LFortran now supports all intrinsic functions

hkvzjal · November 26, 2024, 6:12am

If the community is interested I can move the implementations of sum and dot_product in fast_math to stdlib. From the tests in the library, this reduces the choices to two: fastest (chunked), accurate (chunked kahan). Even the kahan one can be faster than the intrinsic (according to the test I’ve done with gfortran 13; with intel is slower)

hkvzjal · January 4, 2025, 6:54pm

I’ve opened a draft PR in stdlib following the discussion in this thread. For the moment I just included fsum/fsum_kahan and fprod/fprod_kahan. I poked a little bit the fast_math library before starting the PR, see some updated results.

In order to avoid hijacking this thread, I propose to follow up the discussion directly on the PR. Or a new thread about instrinsics in stdlib would be more appropriate? @certik I feel this is also related to some of your comments here Building a Fortran compiler in pure Fortran (Mega thread) - #11 by certik

certik · January 4, 2025, 8:39pm

@hkvzjal excellent, thanks!

Regarding my comment that you linked, we since found it hard to maintain functions like “sum” in Fortran, because it has the optional “dim” argument, and if it is compile-time, you want to inline the loops with minimal runtime overhead. Also it has to work for many types and kinds and ranks. So we currently implemented such functions inside the compiler itself, effectively instantiating them for a particular type/kind/rank and a compile-time (if available) value of “dim”. See the above blog post for more details.

Data listing =
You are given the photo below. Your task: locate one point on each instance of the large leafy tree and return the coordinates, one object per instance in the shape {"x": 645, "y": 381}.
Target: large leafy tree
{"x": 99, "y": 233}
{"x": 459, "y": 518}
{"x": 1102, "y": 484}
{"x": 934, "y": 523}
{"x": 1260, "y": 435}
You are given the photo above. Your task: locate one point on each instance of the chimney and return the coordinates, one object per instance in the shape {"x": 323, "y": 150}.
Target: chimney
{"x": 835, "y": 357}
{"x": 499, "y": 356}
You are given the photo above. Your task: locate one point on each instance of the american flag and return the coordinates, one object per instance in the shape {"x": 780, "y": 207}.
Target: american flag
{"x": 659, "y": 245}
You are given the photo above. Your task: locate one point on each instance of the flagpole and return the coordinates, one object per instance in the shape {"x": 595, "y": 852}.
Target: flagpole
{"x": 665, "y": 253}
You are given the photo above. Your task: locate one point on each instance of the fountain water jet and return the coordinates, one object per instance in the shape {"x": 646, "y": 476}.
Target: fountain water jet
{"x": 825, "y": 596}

Do this = In the forum thread, which functions did the draft stdlib pull request include for the moment?

Task response = fsum/fsum_kahan and fprod/fprod_kahan